▶ [Work to be completed]: Exact repetition is required: output every record in full.

▶ [Extracted material]:
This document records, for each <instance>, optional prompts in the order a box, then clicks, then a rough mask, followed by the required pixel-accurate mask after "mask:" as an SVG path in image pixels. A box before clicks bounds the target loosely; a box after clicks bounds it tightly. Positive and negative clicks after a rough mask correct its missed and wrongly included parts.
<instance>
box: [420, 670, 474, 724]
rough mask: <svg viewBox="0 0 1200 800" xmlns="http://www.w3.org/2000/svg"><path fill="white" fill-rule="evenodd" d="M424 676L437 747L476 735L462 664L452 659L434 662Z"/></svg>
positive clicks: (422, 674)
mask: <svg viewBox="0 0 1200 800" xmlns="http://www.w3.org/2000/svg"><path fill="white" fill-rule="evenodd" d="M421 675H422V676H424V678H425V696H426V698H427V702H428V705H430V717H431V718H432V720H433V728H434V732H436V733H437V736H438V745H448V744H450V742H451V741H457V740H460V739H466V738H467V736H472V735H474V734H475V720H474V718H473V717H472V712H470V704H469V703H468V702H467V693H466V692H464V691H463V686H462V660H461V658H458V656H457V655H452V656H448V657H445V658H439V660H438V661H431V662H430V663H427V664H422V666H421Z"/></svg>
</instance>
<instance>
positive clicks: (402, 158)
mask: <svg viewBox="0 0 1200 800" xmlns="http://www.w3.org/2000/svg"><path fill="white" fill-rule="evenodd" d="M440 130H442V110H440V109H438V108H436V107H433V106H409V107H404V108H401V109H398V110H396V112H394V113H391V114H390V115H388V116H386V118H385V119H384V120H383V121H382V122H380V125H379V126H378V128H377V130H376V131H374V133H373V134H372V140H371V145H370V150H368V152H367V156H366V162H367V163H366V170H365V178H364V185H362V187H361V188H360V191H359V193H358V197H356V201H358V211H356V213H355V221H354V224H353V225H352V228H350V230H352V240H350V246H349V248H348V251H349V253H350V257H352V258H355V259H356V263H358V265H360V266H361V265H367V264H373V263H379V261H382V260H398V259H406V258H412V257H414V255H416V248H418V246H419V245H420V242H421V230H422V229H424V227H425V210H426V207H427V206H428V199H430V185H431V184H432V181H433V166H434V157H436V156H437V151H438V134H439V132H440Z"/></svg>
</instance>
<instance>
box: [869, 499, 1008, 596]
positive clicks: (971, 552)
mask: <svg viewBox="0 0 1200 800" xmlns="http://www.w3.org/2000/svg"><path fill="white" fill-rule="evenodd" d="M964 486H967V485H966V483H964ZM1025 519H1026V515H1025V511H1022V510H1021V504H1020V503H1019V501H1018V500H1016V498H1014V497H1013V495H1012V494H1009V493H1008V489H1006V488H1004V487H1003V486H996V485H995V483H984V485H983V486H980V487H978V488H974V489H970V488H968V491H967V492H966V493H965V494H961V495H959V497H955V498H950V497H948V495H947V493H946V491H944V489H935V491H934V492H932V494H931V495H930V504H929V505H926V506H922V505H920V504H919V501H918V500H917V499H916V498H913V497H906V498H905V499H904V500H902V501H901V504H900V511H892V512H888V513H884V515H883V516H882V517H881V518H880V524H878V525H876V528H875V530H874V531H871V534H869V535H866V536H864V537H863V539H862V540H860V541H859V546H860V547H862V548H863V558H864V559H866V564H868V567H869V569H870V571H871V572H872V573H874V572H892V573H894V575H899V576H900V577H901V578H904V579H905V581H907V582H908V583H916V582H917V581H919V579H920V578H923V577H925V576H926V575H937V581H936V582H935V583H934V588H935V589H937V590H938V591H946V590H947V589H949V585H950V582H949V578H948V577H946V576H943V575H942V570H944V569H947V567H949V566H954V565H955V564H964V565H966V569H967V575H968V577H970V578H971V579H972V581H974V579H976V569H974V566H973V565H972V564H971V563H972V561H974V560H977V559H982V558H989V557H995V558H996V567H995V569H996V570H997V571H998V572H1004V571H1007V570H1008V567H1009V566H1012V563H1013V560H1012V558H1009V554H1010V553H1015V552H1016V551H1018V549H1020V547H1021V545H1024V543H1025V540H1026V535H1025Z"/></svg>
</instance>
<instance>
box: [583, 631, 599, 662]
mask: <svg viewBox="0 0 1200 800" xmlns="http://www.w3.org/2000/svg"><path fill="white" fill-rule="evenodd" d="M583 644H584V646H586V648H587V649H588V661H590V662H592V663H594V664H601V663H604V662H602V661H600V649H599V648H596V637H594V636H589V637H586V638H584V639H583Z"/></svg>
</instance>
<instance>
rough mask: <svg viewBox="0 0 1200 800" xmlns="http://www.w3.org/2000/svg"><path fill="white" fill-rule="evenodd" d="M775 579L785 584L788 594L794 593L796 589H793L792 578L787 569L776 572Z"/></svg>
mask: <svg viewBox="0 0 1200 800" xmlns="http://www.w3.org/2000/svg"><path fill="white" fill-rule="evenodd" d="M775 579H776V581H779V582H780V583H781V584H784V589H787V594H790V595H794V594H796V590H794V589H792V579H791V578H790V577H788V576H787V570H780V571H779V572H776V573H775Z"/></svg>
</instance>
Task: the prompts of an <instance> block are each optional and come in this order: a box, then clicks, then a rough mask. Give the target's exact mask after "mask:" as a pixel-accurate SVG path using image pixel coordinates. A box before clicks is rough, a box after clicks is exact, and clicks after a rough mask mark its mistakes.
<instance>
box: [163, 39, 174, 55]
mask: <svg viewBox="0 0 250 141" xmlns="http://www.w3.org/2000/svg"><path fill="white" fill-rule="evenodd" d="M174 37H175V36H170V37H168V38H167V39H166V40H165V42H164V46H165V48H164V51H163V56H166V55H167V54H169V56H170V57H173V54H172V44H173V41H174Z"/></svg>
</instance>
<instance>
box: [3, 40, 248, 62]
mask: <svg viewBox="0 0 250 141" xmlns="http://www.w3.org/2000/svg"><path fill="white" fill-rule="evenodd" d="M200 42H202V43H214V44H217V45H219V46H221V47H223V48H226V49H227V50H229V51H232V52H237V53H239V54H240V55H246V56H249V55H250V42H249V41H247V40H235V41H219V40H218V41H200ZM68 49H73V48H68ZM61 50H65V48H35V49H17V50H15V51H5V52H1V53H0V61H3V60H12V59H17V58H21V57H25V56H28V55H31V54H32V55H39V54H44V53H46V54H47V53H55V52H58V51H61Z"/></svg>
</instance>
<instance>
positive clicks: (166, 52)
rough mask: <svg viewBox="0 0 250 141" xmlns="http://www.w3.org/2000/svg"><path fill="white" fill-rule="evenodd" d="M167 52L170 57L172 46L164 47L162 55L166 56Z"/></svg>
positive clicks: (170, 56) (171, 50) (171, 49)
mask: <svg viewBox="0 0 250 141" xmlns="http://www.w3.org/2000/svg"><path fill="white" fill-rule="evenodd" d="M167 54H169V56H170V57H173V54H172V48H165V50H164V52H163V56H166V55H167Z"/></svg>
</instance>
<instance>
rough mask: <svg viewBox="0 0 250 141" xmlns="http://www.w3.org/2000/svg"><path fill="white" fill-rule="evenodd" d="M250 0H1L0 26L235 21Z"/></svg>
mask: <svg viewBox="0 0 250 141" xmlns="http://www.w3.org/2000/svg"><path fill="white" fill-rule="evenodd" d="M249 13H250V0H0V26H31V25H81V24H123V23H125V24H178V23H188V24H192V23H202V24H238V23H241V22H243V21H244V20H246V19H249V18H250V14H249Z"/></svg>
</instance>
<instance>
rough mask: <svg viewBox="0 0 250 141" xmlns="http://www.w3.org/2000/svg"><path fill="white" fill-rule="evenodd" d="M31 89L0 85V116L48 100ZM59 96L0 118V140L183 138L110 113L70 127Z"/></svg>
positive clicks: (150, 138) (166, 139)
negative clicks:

▶ [Answer box]:
This document records, for each <instance>, optional prompts in the order a box, then clicks, then a rough mask, followed by the required pixel-accurate mask after "mask:" as an SVG path in image pixels. A box before clicks bounds the target loosely; a box after clicks bounds it tightly. Positive and negative clicks after a rough mask correct its missed and wrongly included parts.
<instance>
box: [420, 670, 474, 724]
rough mask: <svg viewBox="0 0 1200 800" xmlns="http://www.w3.org/2000/svg"><path fill="white" fill-rule="evenodd" d="M424 676L437 747L476 735L462 664L452 659L434 662Z"/></svg>
positive clicks: (422, 674)
mask: <svg viewBox="0 0 1200 800" xmlns="http://www.w3.org/2000/svg"><path fill="white" fill-rule="evenodd" d="M421 675H422V676H424V678H425V696H426V698H427V702H428V705H430V717H431V718H432V720H433V728H434V732H436V733H437V736H438V745H448V744H450V742H451V741H457V740H460V739H466V738H467V736H472V735H474V734H475V720H474V718H473V717H472V712H470V704H469V703H468V702H467V693H466V692H464V691H463V686H462V660H461V658H458V656H457V655H452V656H448V657H445V658H439V660H438V661H431V662H430V663H427V664H422V666H421Z"/></svg>
</instance>
<instance>
positive clicks: (402, 158)
mask: <svg viewBox="0 0 1200 800" xmlns="http://www.w3.org/2000/svg"><path fill="white" fill-rule="evenodd" d="M440 130H442V110H440V109H438V108H436V107H433V106H409V107H404V108H401V109H398V110H396V112H394V113H391V114H390V115H388V116H386V118H385V119H384V120H383V121H382V122H380V125H379V126H378V128H377V130H376V131H374V133H373V134H372V140H371V145H370V150H368V152H367V156H366V162H367V163H366V170H365V178H364V185H362V187H361V188H360V191H359V193H358V197H356V201H358V211H356V213H355V221H354V224H353V225H352V228H350V230H352V240H350V246H349V248H348V251H349V253H350V257H352V258H355V259H356V263H358V265H360V266H361V265H367V264H373V263H379V261H382V260H398V259H406V258H412V257H414V255H416V248H418V246H419V245H420V242H421V230H422V229H424V227H425V210H426V207H427V206H428V199H430V185H431V184H432V181H433V166H434V157H436V156H437V151H438V134H439V132H440Z"/></svg>
</instance>
<instance>
box: [869, 499, 1008, 596]
positive clicks: (971, 552)
mask: <svg viewBox="0 0 1200 800" xmlns="http://www.w3.org/2000/svg"><path fill="white" fill-rule="evenodd" d="M964 486H967V485H966V483H964ZM1025 519H1026V515H1025V511H1022V510H1021V504H1020V503H1019V501H1018V500H1016V498H1014V497H1013V495H1012V494H1009V493H1008V489H1006V488H1004V487H1003V486H996V485H995V483H984V485H983V486H980V487H978V488H974V489H970V488H968V491H967V492H966V493H965V494H961V495H959V497H955V498H950V497H948V495H947V493H946V491H944V489H935V491H934V492H932V494H931V495H930V504H929V505H926V506H922V505H920V504H919V501H918V500H917V499H916V498H913V497H906V498H905V499H904V500H902V501H901V504H900V511H892V512H888V513H884V515H883V516H882V517H881V518H880V524H878V525H876V528H875V530H874V531H871V534H869V535H866V536H864V537H863V539H862V540H860V541H859V546H860V547H862V548H863V558H864V559H866V564H868V567H869V569H870V571H871V572H872V573H874V572H892V573H894V575H899V576H900V577H901V578H904V579H905V581H907V582H908V583H916V582H917V581H919V579H920V578H923V577H925V576H926V575H937V581H936V582H935V583H934V588H935V589H937V590H938V591H946V590H947V589H949V585H950V582H949V578H948V577H946V576H943V575H942V570H944V569H947V567H949V566H954V565H955V564H964V565H966V569H967V575H968V577H970V578H971V579H972V581H974V579H976V569H974V566H973V565H972V564H971V563H972V561H974V560H977V559H982V558H989V557H995V558H996V567H995V569H996V570H997V571H998V572H1004V571H1007V570H1008V567H1009V566H1012V563H1013V560H1012V558H1009V554H1010V553H1015V552H1016V551H1018V549H1020V547H1021V545H1024V543H1025V540H1026V535H1025Z"/></svg>
</instance>
<instance>
box: [583, 631, 599, 662]
mask: <svg viewBox="0 0 1200 800" xmlns="http://www.w3.org/2000/svg"><path fill="white" fill-rule="evenodd" d="M583 644H584V646H586V648H587V649H588V661H590V662H592V663H594V664H601V663H604V662H602V661H600V649H599V648H596V637H594V636H589V637H586V638H584V639H583Z"/></svg>
</instance>
<instance>
rough mask: <svg viewBox="0 0 1200 800" xmlns="http://www.w3.org/2000/svg"><path fill="white" fill-rule="evenodd" d="M775 579L785 584L788 594L794 593L796 589H793L792 578L787 569L776 572Z"/></svg>
mask: <svg viewBox="0 0 1200 800" xmlns="http://www.w3.org/2000/svg"><path fill="white" fill-rule="evenodd" d="M775 579H776V581H779V582H780V583H781V584H784V589H787V594H790V595H794V594H796V590H794V589H792V579H791V578H790V577H788V576H787V570H780V571H779V572H776V573H775Z"/></svg>
</instance>
Task: the prompts of an <instance> block are each optional and come in this order: a box, then clicks, then a rough mask. Give the target's exact mask after "mask:" as a pixel-accurate SVG path using image pixel coordinates. A box before clicks is rough, a box after clicks is exact, and clicks after a rough mask mark its mistakes.
<instance>
box: [163, 39, 174, 55]
mask: <svg viewBox="0 0 250 141" xmlns="http://www.w3.org/2000/svg"><path fill="white" fill-rule="evenodd" d="M174 37H175V36H170V37H168V38H167V39H166V40H165V42H164V46H165V48H164V51H163V56H166V55H167V54H169V56H170V57H173V54H172V44H173V41H174Z"/></svg>
</instance>
<instance>
box: [3, 40, 248, 62]
mask: <svg viewBox="0 0 250 141" xmlns="http://www.w3.org/2000/svg"><path fill="white" fill-rule="evenodd" d="M200 42H202V43H214V44H217V45H219V46H221V47H223V48H226V49H227V50H229V51H232V52H237V53H239V54H240V55H246V56H249V55H250V42H249V41H247V40H235V41H219V40H218V41H200ZM68 49H73V48H68ZM61 50H65V48H35V49H17V50H15V51H5V52H1V53H0V61H3V60H12V59H17V58H21V57H25V56H28V55H31V54H32V55H39V54H44V53H46V54H47V53H55V52H58V51H61Z"/></svg>
</instance>
<instance>
positive clicks: (166, 52)
rough mask: <svg viewBox="0 0 250 141" xmlns="http://www.w3.org/2000/svg"><path fill="white" fill-rule="evenodd" d="M167 52L170 57L172 46L164 47L162 55L166 56Z"/></svg>
positive clicks: (170, 56) (171, 50) (171, 49)
mask: <svg viewBox="0 0 250 141" xmlns="http://www.w3.org/2000/svg"><path fill="white" fill-rule="evenodd" d="M167 54H169V56H170V57H173V54H172V48H165V50H164V52H163V56H166V55H167Z"/></svg>
</instance>
<instance>
rough mask: <svg viewBox="0 0 250 141" xmlns="http://www.w3.org/2000/svg"><path fill="white" fill-rule="evenodd" d="M250 0H1L0 26L235 21Z"/></svg>
mask: <svg viewBox="0 0 250 141" xmlns="http://www.w3.org/2000/svg"><path fill="white" fill-rule="evenodd" d="M249 13H250V0H0V26H31V25H81V24H123V23H125V24H178V23H188V24H192V23H202V24H238V23H241V22H243V21H244V20H246V19H249V18H250V14H249Z"/></svg>
</instance>
<instance>
rough mask: <svg viewBox="0 0 250 141" xmlns="http://www.w3.org/2000/svg"><path fill="white" fill-rule="evenodd" d="M31 89L0 85V116L48 100ZM59 96L0 118V140L183 138L110 113L70 127Z"/></svg>
positive clicks: (150, 138) (166, 139)
negative clicks:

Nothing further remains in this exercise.